Task description >>
Copy each of the rows below verbatim, with no changes.

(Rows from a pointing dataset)
--- start ---
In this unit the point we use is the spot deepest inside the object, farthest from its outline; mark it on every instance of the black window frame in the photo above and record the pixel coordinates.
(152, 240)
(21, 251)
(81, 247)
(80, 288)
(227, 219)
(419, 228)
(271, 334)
--- end ---
Result >>
In this unit the point we use is the spot deepest inside the object, farthest from its outline; mark it on every instance of the black window frame in the photo above and record the pixel coordinates.
(152, 240)
(21, 251)
(81, 247)
(80, 288)
(227, 219)
(419, 228)
(271, 334)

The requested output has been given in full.